■ **EXCERTO DO DOCUMENTO**:
Assim sendo, o recurso interposto para o Tribunal da Relação, pelo Requerente, não transitou em julgado.


17º


Nesta conformidade e dados os efeitos suspensivos extensivos atribuídos pela LTC ao re-corrente, co-arguido no processo, extinguiu-se, nesta data, a prisão preventiva a que tem estado sujeito o arguido e por consequência, deve ser de imediato colocado em liberdade.


18º


Por isso, encontramos fundamentos bastantes quer de Direito quer de Facto para que a presente providência seja procedente.


19º


Ademais o requerente encontra-se numa situação que peca por idoneidade processual e, que por ser atual, legitima o seu pedido de Habeas Corpus.


Nestes termos e nos mais de direito, deve a presente providência de Habeas Corpus proceder, sendo declarada a ilegalidade da prisão e, consequentemente, ordenada a imediata libertação do requerente, nos termos do artº 217º nº1 do CPP.

2. A informação judicial


A 17 de junho de 2024, em obediência ao disposto no artigo 223.º, nº 1, do Código de Processo Penal, foi prestada pelo Juiz do Juízo Central Criminal ... – Juiz ..., a seguinte informação (transcrição integral):


1. Nos presentes autos o arguido AA encontra-se sujeito à medida de coação de prisão preventiva desde 15/12/2022, aplicada em sede de primeiro interrogatório judicial de arguido detido.


2. Por acórdão prolatado em 18 de Janeiro de 2024 foi condenado:


a) como autor material de 2 (dois) crimes de furto qualificado, na forma consumada, previstos e punidos, cada um, pelos artigos 203.º e 204.º, n.º 1, alínea b), do Código Penal, na pena de 2 (dois) anos e 9 (nove) meses de prisão, por cada crime;


b) como coautor material de 2 (dois) crimes de furto qualificado, na forma consumada, previstos e punidos, cada um, pelos artigos 203.º e 204.º, n.º 1, alínea b), do Código Penal, na pena de 2 (dois) anos e 9 (nove) meses de prisão, por cada crime;


c) como coautor material de 1 (um) crime de furto, na forma tentada, previsto e punido pelo artigo 203.º, n.ºs 1 e 2, do Código Penal e artigos 22.º, 23.º e 26.º, do mesmo diploma na pena de 1 (um) ano de prisão;


d) como autor material de 2 (dois) crimes de abuso de cartão de garantia ou pagamento, previstos e punidos pelo artigo 225.º, n.º 1, al. b), do Código Penal, na pena de 9 (nove) meses de prisão, por cada crime;


e) Em cúmulo jurídico das penas parcelares condenar o arguido AA na pena única de 5 (cinco) anos e 6 (seis) meses de prisão.


3. O arguido AA, bem como o coautor BB, interpuseram recuso e o Tribunal da Relação de Lisboa, por acórdão de 7 de maio de 2024, julgou não providos os recursos, mantendo inalterada a decisão condenatória recorrida.

■ **EXCERTOS DE DADOS**:

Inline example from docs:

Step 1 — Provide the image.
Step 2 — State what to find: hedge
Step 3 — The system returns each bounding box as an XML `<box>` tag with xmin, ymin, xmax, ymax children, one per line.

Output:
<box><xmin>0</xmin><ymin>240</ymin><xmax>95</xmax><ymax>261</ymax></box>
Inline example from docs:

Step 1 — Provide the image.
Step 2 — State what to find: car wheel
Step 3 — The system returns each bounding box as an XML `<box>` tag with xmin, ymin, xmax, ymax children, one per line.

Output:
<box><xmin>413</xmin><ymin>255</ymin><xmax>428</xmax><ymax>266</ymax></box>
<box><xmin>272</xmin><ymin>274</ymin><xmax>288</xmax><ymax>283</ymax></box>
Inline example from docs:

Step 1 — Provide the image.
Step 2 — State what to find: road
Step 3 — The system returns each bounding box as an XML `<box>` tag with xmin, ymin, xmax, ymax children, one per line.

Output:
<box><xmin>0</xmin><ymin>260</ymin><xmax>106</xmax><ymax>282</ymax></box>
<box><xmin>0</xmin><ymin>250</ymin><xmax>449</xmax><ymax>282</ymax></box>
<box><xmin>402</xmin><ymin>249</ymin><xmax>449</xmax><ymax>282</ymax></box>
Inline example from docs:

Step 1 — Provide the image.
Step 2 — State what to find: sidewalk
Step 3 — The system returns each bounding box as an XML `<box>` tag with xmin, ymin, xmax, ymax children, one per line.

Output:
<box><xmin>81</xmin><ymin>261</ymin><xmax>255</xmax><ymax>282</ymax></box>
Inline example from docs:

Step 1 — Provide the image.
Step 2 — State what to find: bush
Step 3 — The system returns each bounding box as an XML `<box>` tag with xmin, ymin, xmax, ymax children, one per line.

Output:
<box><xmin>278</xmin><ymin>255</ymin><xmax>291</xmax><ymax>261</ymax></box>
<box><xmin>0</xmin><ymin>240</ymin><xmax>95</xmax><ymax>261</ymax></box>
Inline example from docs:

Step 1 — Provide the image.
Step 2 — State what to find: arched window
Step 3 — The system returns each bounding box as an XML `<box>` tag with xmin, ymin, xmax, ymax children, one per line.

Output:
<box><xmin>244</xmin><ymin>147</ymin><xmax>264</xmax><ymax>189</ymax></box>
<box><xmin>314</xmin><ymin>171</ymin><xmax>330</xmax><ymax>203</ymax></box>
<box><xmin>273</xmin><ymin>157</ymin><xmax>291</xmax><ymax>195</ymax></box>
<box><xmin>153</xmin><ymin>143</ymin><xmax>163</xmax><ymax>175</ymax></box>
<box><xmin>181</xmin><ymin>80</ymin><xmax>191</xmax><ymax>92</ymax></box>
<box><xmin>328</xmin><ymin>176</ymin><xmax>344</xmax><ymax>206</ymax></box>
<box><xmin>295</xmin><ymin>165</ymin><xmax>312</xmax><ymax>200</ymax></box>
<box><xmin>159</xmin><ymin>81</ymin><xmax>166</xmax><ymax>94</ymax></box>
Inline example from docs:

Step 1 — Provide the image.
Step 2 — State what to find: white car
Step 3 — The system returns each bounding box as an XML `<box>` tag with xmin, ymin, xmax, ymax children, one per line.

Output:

■ **INSTRUÇÕES**:
1. Reproduza do excerto do documento, sem qualquer alteração, o trecho que vai de "Assim sendo, o" até "providência seja procedente.".
2. Condense numa só frase mais curta o parágrafo do excerto do documento que começa por "3. O arguido AA, bem como o coautor BB", mantendo os factos principais.
3. Segundo o excerto do documento, desde que data está o arguido AA sujeito à medida de prisão preventiva?
Baseie-se exclusivamente no excerto do documento, sem recorrer à listagem.

■ **RESPOSTAS POR TAREFA**:
1.
Assim sendo, o recurso interposto para o Tribunal da Relação, pelo Requerente, não transitou em julgado.


17º


Nesta conformidade e dados os efeitos suspensivos extensivos atribuídos pela LTC ao re-corrente, co-arguido no processo, extinguiu-se, nesta data, a prisão preventiva a que tem estado sujeito o arguido e por consequência, deve ser de imediato colocado em liberdade.


18º


Por isso, encontramos fundamentos bastantes quer de Direito quer de Facto para que a presente providência seja procedente.

2. AA e o coautor BB recorreram, mas o Tribunal da Relação de Lisboa, por acórdão de 7 de maio de 2024, negou provimento aos recursos e manteve inalterada a condenação.

3. Desde 15/12/2022.